OBJECTIVE – Everything from the line that contains "point: clear sky, one" through the last line of the listing must be copied exactly, with both of those lines included and no others.

======== ENTRIES

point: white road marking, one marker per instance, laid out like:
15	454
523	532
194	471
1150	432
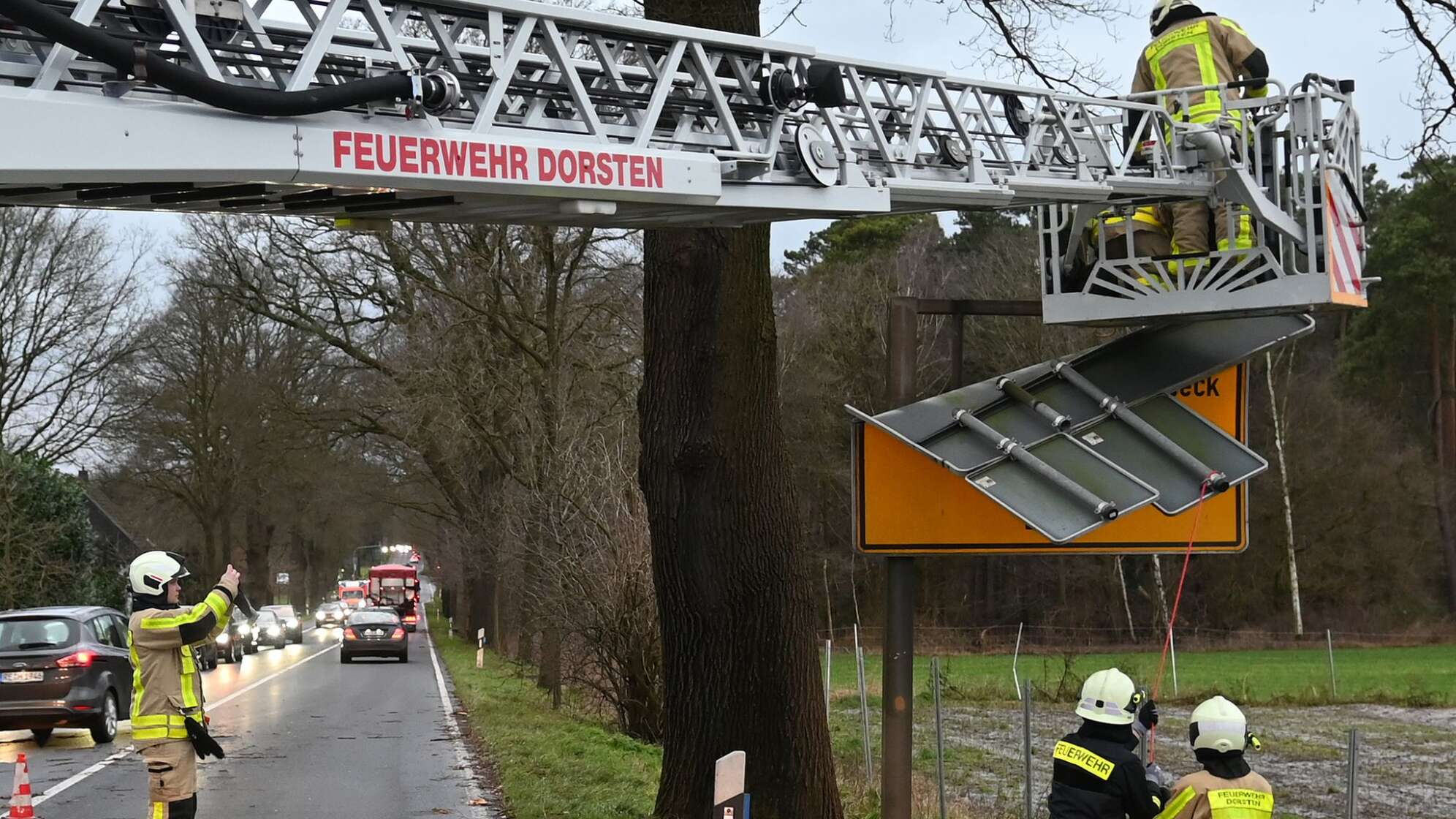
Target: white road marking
474	792
124	752
67	783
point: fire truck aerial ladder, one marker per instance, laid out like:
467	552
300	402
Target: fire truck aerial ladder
367	111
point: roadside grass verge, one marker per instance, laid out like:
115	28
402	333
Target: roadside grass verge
1422	676
550	764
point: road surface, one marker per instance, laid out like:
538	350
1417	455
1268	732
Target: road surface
305	736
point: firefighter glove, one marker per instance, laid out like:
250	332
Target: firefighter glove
202	742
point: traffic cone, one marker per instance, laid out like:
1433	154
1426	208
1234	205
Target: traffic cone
20	796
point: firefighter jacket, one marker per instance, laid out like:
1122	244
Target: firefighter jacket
165	684
1199	51
1206	796
1095	774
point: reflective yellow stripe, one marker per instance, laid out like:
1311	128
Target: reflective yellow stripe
1178	804
189	700
1226	22
1240	804
192	615
137	688
149	720
1143	214
219	604
1199	37
1084	758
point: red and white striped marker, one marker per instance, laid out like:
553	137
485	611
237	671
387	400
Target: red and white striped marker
1344	244
20	795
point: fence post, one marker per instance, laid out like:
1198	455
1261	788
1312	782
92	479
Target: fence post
829	656
864	712
1353	774
939	733
1172	654
1015	657
1025	738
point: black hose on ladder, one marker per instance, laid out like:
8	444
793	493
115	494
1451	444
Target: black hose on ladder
133	58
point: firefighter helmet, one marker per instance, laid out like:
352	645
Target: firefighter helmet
1218	725
1108	697
152	572
1162	9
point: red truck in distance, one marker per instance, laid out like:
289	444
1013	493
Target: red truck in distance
398	588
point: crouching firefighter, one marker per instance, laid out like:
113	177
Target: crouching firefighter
1226	788
1095	771
168	722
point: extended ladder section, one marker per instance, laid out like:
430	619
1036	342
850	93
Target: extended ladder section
1289	199
1072	445
516	111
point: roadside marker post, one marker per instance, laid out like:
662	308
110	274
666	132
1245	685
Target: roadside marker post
729	796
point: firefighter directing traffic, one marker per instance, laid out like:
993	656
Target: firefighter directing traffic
168	720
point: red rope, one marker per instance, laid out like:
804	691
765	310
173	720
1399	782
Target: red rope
1172	618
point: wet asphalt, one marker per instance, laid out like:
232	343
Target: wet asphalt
319	741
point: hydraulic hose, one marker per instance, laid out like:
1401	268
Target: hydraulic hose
133	58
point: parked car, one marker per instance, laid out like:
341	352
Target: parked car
230	644
373	633
246	631
268	630
330	615
64	666
292	625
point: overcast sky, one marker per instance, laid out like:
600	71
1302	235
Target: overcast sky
1343	38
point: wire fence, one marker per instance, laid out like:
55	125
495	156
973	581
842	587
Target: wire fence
1004	638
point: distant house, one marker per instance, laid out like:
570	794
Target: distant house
118	546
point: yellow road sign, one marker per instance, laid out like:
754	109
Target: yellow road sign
905	503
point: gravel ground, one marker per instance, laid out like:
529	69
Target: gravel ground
1406	757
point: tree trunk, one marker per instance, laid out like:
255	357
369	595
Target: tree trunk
1289	505
299	569
1162	597
732	594
1445	433
526	610
484	605
257	578
1127	605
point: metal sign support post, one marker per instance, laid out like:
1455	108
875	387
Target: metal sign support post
900	572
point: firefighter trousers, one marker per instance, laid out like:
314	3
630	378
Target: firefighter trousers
171	780
1191	226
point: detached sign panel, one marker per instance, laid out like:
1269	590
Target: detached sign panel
906	503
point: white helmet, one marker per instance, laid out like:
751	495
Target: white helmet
1162	9
1218	725
152	572
1107	697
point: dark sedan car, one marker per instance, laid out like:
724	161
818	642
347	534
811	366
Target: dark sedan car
373	633
64	668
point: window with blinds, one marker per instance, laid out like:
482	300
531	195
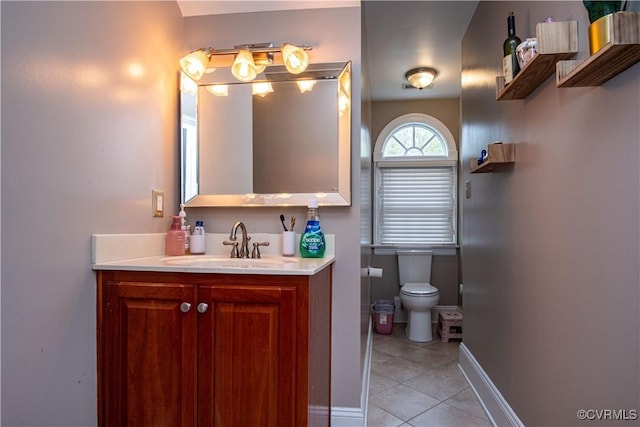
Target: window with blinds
415	183
417	206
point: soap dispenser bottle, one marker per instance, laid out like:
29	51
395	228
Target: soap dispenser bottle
187	230
312	242
198	239
174	244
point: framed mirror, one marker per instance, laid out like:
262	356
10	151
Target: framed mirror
282	147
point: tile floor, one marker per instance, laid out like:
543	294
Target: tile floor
419	384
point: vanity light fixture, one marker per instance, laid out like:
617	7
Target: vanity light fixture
421	77
250	59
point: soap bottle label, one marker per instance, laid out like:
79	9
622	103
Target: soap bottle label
312	243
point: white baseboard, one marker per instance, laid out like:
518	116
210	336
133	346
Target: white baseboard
357	417
347	417
498	410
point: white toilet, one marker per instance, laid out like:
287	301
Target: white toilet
416	293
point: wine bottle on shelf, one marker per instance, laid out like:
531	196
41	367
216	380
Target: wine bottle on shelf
510	66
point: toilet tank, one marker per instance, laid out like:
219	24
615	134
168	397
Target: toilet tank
414	266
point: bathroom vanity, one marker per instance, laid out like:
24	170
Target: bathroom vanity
214	343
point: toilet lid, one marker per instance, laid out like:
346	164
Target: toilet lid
419	289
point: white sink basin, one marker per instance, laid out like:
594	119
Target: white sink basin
226	262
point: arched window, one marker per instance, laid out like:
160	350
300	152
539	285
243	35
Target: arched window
415	160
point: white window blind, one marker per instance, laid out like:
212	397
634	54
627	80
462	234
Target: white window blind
417	205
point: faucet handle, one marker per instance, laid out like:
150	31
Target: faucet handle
234	250
256	249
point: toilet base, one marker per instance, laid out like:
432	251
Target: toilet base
419	327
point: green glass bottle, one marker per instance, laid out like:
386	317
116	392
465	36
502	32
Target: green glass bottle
312	242
510	66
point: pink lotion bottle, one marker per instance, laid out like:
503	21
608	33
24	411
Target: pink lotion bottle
174	245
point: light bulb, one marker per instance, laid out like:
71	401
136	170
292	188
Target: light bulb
243	67
195	64
295	59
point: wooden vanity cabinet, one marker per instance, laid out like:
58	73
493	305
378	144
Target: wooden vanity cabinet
190	349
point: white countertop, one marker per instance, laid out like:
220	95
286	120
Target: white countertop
144	252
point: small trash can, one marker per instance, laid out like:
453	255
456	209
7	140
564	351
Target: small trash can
383	316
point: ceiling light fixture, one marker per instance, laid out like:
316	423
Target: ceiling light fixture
421	77
306	85
250	59
261	89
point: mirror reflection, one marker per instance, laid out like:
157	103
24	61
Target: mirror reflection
244	145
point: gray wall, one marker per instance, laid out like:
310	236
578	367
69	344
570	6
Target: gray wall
85	139
339	43
444	268
551	246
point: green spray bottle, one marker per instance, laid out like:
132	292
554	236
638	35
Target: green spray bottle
312	242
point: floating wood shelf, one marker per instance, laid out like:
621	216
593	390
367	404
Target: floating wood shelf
499	155
621	52
556	41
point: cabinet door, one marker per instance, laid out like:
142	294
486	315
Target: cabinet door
149	358
246	356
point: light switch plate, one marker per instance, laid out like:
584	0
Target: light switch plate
157	203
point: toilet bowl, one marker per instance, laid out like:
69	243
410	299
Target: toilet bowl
417	295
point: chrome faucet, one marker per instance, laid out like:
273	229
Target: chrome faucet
243	252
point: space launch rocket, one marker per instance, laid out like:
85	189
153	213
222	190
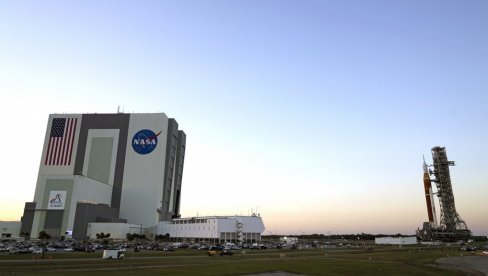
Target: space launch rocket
429	197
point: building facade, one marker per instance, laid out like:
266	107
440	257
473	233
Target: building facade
119	168
215	229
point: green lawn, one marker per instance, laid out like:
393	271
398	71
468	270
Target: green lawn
195	262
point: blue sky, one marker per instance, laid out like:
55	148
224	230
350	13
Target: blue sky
317	113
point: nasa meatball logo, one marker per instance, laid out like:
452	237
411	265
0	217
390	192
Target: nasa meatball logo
145	141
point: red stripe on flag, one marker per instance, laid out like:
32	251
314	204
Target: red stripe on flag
48	151
65	142
72	141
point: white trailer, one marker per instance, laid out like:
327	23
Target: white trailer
112	254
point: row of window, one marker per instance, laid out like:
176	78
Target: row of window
189	221
191	227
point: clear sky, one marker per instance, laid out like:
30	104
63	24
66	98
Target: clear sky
314	113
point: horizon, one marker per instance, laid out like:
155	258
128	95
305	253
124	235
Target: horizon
316	113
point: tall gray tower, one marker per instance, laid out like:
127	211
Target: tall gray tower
451	227
450	222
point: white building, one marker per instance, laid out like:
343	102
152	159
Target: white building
9	229
396	240
117	231
237	229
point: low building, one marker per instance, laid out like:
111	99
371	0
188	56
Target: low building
396	240
117	231
214	229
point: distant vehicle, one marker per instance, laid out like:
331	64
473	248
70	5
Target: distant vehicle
215	250
226	252
112	254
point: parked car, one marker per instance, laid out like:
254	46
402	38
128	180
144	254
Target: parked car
113	254
215	250
226	253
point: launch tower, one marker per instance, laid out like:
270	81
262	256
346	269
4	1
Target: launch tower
451	226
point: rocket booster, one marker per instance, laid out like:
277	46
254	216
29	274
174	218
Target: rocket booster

================

SOLVED PROBLEM –
point: clear sky, one marker per instance, laid out like:
30	104
63	24
66	98
Target: clear sky
314	113
point: horizon, one marker per instance, laid out like:
155	258
128	95
305	253
124	235
Target: horizon
316	113
point: tall gray tower, one marker per instance, laid out like:
127	211
Target: tall gray tower
451	227
450	222
point: white building, one marker per instance, laid out like:
343	102
152	159
Target: white building
9	229
396	240
117	231
237	229
point: low building, one marker per instance, laid out like:
111	99
371	0
188	56
Target: low building
396	240
117	231
214	229
point: distant vehicle, one marker per instance, laid out like:
331	64
473	248
70	5
Target: distant vehicle
215	250
226	252
112	254
point: parked car, one marker per instance, laid out like:
254	46
402	38
128	180
144	254
Target: parked car
113	254
215	250
226	253
point: launch tower, one marker per instance, laid out like:
270	81
262	256
346	269
4	1
Target: launch tower
451	226
point: rocket booster, one marker per instance, laid out like:
277	46
254	216
29	274
174	218
Target: rocket booster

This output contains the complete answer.